Short exercise
From the records below, print verbatim the lines starting at the one that contains "the village, farthest" and ending at the one that contains "x=930 y=571", including both of those lines.

Provided information
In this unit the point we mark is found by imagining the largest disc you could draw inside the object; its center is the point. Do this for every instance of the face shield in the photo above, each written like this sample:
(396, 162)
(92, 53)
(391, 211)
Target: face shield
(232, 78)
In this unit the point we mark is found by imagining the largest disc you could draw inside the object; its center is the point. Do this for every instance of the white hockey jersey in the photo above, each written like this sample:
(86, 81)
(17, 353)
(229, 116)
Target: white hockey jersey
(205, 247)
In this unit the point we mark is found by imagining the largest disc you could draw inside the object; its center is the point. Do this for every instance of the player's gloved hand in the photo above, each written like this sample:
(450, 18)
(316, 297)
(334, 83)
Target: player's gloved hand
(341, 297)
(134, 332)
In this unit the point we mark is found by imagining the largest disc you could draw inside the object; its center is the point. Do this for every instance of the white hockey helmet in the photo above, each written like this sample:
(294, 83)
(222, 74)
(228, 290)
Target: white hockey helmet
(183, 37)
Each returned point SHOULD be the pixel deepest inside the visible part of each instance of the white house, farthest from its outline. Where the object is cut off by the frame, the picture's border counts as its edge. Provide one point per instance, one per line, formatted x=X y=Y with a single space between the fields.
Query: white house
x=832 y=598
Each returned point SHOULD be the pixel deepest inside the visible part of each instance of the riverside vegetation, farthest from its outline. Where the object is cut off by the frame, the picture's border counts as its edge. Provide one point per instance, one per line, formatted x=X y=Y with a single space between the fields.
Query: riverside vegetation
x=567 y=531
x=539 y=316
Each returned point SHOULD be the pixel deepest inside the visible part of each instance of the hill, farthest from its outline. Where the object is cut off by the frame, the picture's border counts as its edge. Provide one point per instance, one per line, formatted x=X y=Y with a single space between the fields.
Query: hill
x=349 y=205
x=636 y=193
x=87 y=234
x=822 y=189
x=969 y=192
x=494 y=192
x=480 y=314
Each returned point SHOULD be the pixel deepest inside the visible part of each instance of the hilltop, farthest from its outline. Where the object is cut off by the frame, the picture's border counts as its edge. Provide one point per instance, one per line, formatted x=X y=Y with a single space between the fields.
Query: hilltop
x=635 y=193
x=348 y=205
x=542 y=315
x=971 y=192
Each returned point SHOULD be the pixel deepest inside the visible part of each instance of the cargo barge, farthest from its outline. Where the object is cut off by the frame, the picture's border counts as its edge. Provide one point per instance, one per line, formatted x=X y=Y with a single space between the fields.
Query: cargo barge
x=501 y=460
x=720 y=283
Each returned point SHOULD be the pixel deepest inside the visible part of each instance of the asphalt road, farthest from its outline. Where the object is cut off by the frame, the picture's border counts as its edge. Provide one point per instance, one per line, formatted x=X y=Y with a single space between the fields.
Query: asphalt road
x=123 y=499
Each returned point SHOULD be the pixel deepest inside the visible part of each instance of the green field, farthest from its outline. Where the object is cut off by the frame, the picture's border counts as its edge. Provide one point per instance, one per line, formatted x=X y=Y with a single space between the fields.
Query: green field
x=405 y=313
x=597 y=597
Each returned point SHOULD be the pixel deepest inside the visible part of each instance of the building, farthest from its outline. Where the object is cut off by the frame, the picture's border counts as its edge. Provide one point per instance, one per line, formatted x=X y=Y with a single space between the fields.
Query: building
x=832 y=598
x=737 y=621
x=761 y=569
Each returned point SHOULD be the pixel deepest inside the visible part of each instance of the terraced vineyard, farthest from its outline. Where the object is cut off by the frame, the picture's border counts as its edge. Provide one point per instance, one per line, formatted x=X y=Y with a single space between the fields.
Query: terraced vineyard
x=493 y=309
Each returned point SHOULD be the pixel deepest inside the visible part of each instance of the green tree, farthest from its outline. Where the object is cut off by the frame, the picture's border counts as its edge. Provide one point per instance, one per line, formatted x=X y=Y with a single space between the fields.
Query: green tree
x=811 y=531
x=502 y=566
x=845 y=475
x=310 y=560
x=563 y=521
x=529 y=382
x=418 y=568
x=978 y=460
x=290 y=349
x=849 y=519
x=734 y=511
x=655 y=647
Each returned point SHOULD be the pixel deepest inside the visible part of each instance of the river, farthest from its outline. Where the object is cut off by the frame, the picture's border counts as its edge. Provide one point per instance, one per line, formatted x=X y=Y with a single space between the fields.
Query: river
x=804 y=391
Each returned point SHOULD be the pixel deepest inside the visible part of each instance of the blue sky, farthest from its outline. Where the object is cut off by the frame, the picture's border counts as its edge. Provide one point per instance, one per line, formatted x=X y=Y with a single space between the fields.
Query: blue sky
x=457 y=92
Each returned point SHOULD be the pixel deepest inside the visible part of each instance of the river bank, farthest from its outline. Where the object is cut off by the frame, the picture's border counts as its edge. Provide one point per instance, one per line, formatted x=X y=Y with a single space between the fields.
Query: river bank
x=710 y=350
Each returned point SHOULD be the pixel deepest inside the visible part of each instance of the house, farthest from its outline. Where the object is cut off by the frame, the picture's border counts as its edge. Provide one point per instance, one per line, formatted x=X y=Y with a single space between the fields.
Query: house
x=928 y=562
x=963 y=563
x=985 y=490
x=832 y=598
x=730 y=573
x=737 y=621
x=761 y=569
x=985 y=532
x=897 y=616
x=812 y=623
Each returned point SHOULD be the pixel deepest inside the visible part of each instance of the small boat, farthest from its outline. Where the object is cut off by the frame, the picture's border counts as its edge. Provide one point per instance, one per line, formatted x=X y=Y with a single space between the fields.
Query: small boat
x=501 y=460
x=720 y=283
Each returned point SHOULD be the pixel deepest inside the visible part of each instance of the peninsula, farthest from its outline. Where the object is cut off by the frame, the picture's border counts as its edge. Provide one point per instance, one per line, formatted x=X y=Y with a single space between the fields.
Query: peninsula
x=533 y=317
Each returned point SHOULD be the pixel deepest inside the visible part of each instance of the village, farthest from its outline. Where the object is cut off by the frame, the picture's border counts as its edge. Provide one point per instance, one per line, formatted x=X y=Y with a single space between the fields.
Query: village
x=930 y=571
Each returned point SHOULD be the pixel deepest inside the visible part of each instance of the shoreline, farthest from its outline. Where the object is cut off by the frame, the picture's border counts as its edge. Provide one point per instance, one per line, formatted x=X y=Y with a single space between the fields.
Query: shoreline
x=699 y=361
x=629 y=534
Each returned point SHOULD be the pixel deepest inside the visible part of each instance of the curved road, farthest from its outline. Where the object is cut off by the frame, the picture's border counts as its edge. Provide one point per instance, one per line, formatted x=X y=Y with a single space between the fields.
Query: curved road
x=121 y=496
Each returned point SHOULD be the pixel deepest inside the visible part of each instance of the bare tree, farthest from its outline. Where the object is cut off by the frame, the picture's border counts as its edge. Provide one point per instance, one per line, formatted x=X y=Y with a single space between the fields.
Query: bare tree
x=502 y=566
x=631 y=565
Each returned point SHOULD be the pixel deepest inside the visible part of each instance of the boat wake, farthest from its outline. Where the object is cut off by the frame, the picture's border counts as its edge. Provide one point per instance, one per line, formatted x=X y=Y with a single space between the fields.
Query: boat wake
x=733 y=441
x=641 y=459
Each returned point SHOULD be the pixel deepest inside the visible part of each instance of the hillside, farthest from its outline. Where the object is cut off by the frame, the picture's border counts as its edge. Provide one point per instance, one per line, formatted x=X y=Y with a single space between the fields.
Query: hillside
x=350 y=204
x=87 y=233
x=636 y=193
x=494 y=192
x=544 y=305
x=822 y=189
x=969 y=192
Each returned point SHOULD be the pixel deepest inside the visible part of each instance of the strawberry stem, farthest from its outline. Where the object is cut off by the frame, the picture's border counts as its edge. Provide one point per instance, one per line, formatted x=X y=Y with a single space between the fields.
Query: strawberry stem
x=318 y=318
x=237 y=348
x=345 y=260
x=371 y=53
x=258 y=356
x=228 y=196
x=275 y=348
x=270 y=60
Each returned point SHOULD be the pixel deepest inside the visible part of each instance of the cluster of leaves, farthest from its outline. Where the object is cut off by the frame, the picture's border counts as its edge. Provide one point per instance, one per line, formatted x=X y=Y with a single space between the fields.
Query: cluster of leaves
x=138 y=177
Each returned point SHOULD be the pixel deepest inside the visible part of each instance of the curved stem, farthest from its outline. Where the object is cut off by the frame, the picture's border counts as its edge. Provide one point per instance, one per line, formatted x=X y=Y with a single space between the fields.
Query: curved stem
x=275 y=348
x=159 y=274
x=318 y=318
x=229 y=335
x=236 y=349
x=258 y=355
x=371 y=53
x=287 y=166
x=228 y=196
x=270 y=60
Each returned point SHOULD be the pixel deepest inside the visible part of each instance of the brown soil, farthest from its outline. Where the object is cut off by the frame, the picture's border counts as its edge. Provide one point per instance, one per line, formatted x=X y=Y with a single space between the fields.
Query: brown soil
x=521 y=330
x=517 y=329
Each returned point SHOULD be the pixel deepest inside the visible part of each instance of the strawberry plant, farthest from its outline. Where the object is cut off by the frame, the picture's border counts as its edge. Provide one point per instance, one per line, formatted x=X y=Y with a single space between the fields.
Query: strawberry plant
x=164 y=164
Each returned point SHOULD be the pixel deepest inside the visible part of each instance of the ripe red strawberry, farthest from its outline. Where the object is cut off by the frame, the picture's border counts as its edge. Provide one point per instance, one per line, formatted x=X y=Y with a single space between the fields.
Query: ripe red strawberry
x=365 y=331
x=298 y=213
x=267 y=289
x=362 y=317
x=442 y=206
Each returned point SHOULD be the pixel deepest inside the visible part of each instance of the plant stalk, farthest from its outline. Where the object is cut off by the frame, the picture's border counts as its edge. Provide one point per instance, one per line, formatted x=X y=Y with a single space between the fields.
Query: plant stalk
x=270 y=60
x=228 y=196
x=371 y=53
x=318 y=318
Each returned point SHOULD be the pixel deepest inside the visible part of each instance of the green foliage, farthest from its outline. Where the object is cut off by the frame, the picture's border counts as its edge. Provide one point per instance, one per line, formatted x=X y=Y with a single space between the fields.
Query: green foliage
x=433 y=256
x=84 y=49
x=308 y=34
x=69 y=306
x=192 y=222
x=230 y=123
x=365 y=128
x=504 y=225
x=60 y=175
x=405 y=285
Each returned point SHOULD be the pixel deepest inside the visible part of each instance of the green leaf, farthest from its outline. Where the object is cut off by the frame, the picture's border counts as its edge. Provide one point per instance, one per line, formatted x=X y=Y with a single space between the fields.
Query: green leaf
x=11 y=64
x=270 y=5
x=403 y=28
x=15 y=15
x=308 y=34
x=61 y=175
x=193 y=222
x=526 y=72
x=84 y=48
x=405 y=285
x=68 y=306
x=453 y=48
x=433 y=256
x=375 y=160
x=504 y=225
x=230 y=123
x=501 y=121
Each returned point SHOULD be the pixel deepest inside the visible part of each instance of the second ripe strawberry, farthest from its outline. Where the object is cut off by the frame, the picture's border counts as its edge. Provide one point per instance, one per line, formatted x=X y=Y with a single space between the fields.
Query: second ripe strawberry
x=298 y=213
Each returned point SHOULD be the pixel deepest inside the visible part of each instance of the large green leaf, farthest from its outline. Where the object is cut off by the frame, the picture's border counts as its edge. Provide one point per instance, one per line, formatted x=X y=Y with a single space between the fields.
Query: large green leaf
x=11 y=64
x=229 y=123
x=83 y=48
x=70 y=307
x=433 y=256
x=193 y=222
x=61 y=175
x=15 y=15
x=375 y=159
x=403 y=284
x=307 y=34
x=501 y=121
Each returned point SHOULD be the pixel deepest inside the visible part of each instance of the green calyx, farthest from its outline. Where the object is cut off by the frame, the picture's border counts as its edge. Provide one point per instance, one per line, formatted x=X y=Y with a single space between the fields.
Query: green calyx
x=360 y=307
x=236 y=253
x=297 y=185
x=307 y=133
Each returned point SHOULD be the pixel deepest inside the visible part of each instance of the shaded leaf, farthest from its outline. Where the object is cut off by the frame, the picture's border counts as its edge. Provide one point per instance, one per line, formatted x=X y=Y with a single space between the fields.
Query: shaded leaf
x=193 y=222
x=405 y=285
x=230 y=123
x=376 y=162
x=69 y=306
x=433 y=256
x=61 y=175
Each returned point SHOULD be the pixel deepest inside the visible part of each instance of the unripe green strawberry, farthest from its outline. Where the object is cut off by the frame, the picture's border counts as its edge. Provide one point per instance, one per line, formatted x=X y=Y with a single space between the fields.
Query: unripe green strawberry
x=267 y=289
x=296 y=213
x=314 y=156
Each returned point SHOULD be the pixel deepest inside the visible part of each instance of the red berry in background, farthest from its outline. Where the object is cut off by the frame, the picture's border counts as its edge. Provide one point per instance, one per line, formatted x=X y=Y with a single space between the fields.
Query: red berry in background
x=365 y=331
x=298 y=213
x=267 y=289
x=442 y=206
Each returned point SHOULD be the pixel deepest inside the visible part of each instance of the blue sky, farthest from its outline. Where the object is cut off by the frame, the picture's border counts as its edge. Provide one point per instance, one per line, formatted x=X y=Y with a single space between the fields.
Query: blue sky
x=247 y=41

Reply
Each returned point SHOULD be the pixel deepest inside the visible part of each instance of the village, farthest from its outline. Where the object is cut off by the frame, the picture's border counts as its edge. Provide one point per instance, one per line, formatted x=X y=Y with a single space between the fields.
Query: village
x=930 y=571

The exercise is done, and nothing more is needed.